* **Exercise prompt**: Does each statement agree with the text on anxiety therapy below? Answer yes or no for each, quoting the deciding words: (a) Anxiety disorders rank among the most common mental health problems. (b) Anxiety is among the hardest conditions to treat. (c) The evidence shows CBT is effective for every anxiety disorder.

* **Text excerpt**:
■ ■ ■ ■ ■

Suffering with anxiety? Here are three types of therapy that can help
Anxiety disorders are among the most common types of mental health problems. They can significantly impact day-to-day functioning and can lead to severe physical symptoms that prevent people with the disorder from living a full and happy life.
Overcoming anxiety can be difficult because of how it operates, generating vicious cycles of anxiety that become difficult to escape. Left unchecked, symptoms can worsen and become increasingly disruptive to your lifestyle. This is why, as with any mental health problem, the sooner you seek help, the better. Fortunately, anxiety is also one of the most treatable conditions. Here are three of the most effective psychological treatments available.
Cognitive Behavioural Therapy (CBT)
CBT is one of the most flexible and widely researched approaches to treating anxiety, and the evidence demonstrates its effectiveness for many anxiety disorders.

■ ■ ■ ■ ■

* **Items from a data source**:
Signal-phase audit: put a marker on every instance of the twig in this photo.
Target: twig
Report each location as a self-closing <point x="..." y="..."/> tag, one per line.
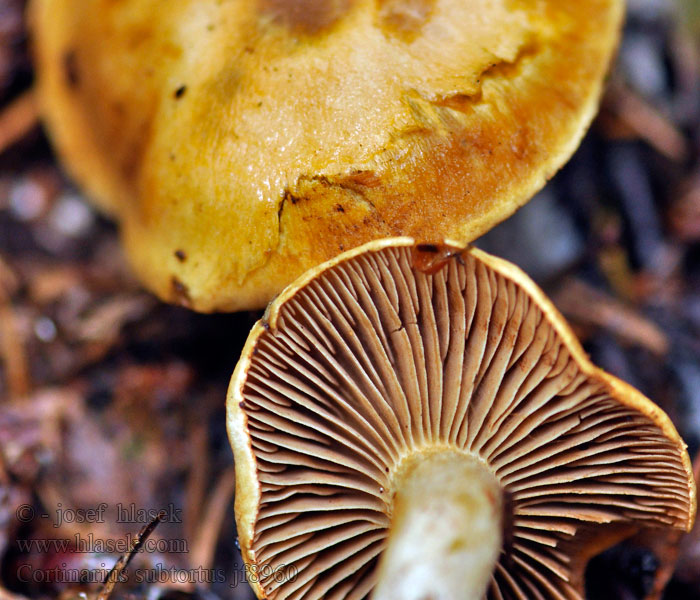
<point x="18" y="119"/>
<point x="645" y="121"/>
<point x="12" y="350"/>
<point x="197" y="478"/>
<point x="590" y="306"/>
<point x="124" y="560"/>
<point x="204" y="545"/>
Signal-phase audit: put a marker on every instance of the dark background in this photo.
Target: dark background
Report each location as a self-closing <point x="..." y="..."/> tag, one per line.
<point x="109" y="396"/>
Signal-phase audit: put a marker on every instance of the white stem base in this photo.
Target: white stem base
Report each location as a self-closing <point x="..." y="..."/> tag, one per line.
<point x="446" y="530"/>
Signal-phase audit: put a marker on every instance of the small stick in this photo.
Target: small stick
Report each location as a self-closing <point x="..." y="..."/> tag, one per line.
<point x="204" y="545"/>
<point x="18" y="119"/>
<point x="124" y="560"/>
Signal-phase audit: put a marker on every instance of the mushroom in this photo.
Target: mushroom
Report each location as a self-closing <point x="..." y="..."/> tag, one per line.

■ ■ ■ ■ ■

* **Expected output**:
(a) Yes: "Anxiety disorders are among the most common types of mental health problems."
(b) No: "Fortunately, anxiety is also one of the most treatable conditions."
(c) No: "the evidence demonstrates its effectiveness for many anxiety disorders."